= Do this =
Copy out only those lines running from the line with "Would you be able to point out the green leaf" to the end of the listing, keeping each one exactly as it is.

╔══

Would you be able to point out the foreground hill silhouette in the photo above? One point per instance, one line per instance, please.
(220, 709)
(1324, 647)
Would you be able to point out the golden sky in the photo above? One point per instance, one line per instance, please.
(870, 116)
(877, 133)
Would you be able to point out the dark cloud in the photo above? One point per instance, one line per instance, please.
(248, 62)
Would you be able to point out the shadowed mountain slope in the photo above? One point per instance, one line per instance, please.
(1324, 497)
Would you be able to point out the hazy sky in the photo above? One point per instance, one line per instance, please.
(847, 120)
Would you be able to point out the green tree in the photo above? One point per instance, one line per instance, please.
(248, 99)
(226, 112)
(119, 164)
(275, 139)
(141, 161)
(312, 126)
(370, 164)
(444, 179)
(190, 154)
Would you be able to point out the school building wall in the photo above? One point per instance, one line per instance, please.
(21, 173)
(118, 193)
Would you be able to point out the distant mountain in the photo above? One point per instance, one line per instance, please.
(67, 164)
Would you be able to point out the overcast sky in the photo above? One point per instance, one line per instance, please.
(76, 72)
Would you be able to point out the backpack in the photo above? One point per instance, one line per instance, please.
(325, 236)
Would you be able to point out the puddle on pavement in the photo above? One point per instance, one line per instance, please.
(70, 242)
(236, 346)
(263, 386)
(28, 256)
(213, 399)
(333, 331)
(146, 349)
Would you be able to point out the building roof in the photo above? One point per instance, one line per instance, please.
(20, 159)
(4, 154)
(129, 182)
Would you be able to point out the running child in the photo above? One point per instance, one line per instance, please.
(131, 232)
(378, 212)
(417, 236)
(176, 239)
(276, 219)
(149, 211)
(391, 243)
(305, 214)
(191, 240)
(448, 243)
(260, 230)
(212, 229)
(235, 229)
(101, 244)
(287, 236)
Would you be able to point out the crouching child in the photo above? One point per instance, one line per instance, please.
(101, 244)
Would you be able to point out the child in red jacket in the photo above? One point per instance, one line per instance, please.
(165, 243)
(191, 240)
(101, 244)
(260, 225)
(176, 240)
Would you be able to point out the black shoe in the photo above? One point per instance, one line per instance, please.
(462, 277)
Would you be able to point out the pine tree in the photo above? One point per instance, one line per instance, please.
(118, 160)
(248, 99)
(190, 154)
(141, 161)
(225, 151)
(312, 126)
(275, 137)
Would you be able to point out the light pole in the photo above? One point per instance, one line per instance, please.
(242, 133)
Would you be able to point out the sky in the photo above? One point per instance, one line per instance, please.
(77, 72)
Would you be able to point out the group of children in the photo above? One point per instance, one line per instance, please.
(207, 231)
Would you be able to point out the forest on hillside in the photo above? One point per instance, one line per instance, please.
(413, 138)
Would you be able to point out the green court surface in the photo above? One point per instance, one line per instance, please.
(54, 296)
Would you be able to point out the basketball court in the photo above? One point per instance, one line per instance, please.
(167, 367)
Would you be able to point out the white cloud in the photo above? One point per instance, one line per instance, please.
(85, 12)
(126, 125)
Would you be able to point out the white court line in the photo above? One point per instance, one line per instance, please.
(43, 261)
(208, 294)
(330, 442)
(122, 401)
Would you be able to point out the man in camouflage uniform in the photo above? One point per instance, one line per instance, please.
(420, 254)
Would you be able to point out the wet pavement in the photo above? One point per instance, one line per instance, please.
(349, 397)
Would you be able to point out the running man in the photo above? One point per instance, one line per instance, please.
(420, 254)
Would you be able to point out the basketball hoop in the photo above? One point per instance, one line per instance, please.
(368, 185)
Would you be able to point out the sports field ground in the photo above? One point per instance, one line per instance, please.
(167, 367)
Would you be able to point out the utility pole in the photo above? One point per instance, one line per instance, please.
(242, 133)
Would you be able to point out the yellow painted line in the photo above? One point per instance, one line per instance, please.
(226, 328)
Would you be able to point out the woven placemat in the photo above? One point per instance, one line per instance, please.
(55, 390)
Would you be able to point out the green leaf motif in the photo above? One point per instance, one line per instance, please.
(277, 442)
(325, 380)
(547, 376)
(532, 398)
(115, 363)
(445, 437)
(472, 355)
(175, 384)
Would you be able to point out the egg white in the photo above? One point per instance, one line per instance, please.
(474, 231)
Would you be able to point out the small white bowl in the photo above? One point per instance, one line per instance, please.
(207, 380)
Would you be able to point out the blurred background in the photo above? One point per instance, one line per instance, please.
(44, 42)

╚══

= Output of the task =
Would you be able to point out the green leaf motif in the photo above? One point per instance, one line per instance, please.
(277, 442)
(325, 380)
(547, 376)
(532, 398)
(115, 363)
(445, 437)
(472, 355)
(175, 384)
Would you be able to point out the egg white in the photo above? One point per instance, one line per instance, please.
(474, 231)
Would you be able to point out the small white bowl in the photo above? One point per instance, one line per instance, please.
(207, 380)
Would you be able to point out the blurred background in the photo above? One point per instance, one line per instance, please.
(44, 42)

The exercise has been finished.